Work to be completed
For every entry below, retype it exactly as it reads.

Data provided
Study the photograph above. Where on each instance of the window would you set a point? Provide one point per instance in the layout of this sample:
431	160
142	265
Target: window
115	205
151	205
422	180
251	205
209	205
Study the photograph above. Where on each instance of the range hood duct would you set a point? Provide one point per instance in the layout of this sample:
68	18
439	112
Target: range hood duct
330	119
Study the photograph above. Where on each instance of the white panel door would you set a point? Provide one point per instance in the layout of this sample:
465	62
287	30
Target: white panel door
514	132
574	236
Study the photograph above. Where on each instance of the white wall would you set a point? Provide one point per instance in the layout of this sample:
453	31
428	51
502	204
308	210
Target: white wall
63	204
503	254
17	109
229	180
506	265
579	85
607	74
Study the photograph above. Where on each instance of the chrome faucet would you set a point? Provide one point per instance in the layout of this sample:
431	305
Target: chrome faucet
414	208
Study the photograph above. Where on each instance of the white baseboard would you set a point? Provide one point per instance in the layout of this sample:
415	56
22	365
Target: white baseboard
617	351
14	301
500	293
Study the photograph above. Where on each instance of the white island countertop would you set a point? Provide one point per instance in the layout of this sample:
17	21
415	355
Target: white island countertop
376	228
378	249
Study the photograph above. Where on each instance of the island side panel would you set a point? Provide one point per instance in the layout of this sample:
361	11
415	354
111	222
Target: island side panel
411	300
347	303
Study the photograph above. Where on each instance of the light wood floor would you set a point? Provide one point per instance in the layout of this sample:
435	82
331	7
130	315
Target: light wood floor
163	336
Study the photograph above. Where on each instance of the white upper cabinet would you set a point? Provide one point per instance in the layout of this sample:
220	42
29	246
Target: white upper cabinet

Answer to this task
Study the photograph above. Where on each instance of the window would you set a point? Provide one point per instance in the layout of this sample:
431	160
142	265
Target: window
115	205
151	205
422	180
251	205
209	205
Study the photograph above. Where on each instance of the range hood duct would you set a point? Provide one point per instance in the layout of this sample:
68	18
439	112
Target: range hood duct
330	119
Study the photograph above. Where on each instance of the white panel door would you set a point? Provide one point per instance in the layout of this sample:
465	62
287	30
Target: white panel door
514	132
574	236
Study the photograph above. Where on each instance of the white wall would you set a point? Provide one point per instance in the layout of this sample:
453	31
428	51
502	204
308	210
Target: white wall
63	204
503	254
17	109
229	180
506	265
579	85
607	74
Study the photograph above. Where on each instance of the chrome faucet would you set a point? Provide one point per instance in the layout of this sample:
431	305
Target: chrome faucet
414	208
Study the photograph above. Where on each instance of the white baseboard would you set a point? Provide one point per instance in the layout of this sample:
415	56
22	365
Target: white baseboard
617	351
14	301
500	293
Study the photograph above. Where on each instance of the white island countertop would you set a point? Provide one point per instance in the layout of this sample:
17	21
415	355
Target: white island countertop
376	228
378	249
Study the photograph above. Where on each instance of the island side panel would you set a point? Provide one point per instance in the layout of this sample:
361	11
415	354
111	222
Target: island side panel
411	300
347	303
Study the photograph above. Where on each instance of the light wood floor would you set a point? Provide one point per instance in the layout of this sample:
435	82
331	7
130	315
Target: light wood floor
163	336
Study the photograph above. Where on each instance of the white upper cabinet would you set a point? Provide one point per instance in the layout of this sample:
220	42
29	246
Target: white upper cabinet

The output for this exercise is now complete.